US Army

On our Way to the Bulge


On our Way to the Bulge
No information concerning Russell WALKER
About 17 hours it started to snow, not heavily but steadily, and it stuck.  We were ordered to be ready to leave about 2230 hours.  The Seventh Army, on the right of the Third Army, was widening its front to the left to take over area now being manned by the Third Army, taking over a few of the troops that were there in the process, but almost all of the Third Army was to go north. 
The Third Army was to pull back slightly, turn 90 degrees to its left and move 100 miles to the north, where it would then attack the south side of the German penetration.  We could not leave until the Seventh Army troops were in position.  There was a lot of troop movement going on.  There were reports of Germans and American uniforms and speaking perfect English having been parachuted behind our lines somewhere.  It was a long, cold, tense, and memorable night for all of us.  All went well, and it began to get light about 0800 hours.  The battalion arrived in Leudelange, Luxembourg about 0900 hours.  It was a job well done all around. 160 road miles, 15 hours, with 90 vehicles, one or two inches of snow on the roads, most of the trip in the dark under blackout conditions on the shortest day of the year, and all on two lane blacktop roads. 
On the 25th (Christmas Day) we fired 42 missions totaling 1201 rounds, our high to that time.  The Germans were attacking rather than retreating and accordingly offered themselves as targets.  The fighting was very fierce and bitter.  The weather stayed clear and cold, never getting above freezing, much better for us than the previous weeks.  It was here we experienced for the first time the German rocket launcher.  It launched six rockets at one loading, with about one or two seconds between rockets.  The rockets made a weird and frightening sound passing through the air. 
The projectile packed more of an explosive punch than a normal artillery shell, and was made of plate steel rather than cast iron.  It fractured into a few large pieces rather than many smaller ones, as did an artillery shell.  They were a scary thing and fortunately there were not many of them.  They were known as the “Screaming Meamies” and the launcher as the six-fluted organ that played the “Purple Heart Blues”.  It seemed that other U.S. troops had run into this rocket before, but we had not heard of it. 
On the 28th there was a slight realignment between the 5th Infantry Division and the 4th Infantry Division and we were then supporting the 4th Infantry, from our same positions, as of 1600 hours.

_____

§ **Questions**:
1. List every clock time written in military hours in the account of the move to the Bulge. Leave out lengths of time.
2. Answer these questions from the account of the move to the Bulge:
(a) In what town did the battalion arrive after the night move?
(b) How many missions and rounds were fired on Christmas Day?
(c) What was the German rocket projectile made of?

(Data items)
_____

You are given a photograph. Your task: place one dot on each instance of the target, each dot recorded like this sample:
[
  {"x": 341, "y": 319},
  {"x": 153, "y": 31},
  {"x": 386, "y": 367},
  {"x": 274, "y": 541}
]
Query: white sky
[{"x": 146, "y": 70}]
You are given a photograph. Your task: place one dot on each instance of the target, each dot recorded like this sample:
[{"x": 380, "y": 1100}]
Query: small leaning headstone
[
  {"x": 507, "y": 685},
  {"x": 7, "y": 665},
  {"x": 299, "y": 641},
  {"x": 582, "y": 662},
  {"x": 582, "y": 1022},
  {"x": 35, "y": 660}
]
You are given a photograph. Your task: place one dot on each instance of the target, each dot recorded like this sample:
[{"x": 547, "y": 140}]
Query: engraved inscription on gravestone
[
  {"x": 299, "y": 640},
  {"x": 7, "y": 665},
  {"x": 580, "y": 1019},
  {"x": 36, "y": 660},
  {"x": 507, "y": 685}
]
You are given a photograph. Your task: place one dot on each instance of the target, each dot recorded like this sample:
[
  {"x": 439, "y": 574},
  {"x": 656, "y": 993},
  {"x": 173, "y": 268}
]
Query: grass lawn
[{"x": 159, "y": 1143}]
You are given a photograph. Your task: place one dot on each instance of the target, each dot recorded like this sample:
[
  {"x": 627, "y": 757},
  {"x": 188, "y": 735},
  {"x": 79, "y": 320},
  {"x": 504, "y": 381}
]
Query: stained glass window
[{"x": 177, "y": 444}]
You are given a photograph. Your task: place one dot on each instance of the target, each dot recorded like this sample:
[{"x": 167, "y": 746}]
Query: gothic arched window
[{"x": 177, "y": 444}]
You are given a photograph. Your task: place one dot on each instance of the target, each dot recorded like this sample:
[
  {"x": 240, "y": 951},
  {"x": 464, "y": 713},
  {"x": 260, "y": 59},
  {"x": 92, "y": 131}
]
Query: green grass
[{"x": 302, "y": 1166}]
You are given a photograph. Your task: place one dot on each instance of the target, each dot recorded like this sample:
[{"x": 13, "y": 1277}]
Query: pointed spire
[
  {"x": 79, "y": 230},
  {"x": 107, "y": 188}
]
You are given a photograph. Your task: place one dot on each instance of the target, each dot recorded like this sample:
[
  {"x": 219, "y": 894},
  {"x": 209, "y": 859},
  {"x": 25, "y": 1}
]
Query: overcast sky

_____

§ **Outputs for the tasks**:
1.
- 17 hours (it started to snow)
- 2230 hours (ordered to be ready to leave)
- 0800 hours (it began to get light)
- 0900 hours (the battalion arrived in Leudelange)
- 1600 hours (supporting the 4th Infantry as of then)

2.
(a) Leudelange, Luxembourg
(b) 42 missions totaling 1201 rounds
(c) Plate steel, rather than cast iron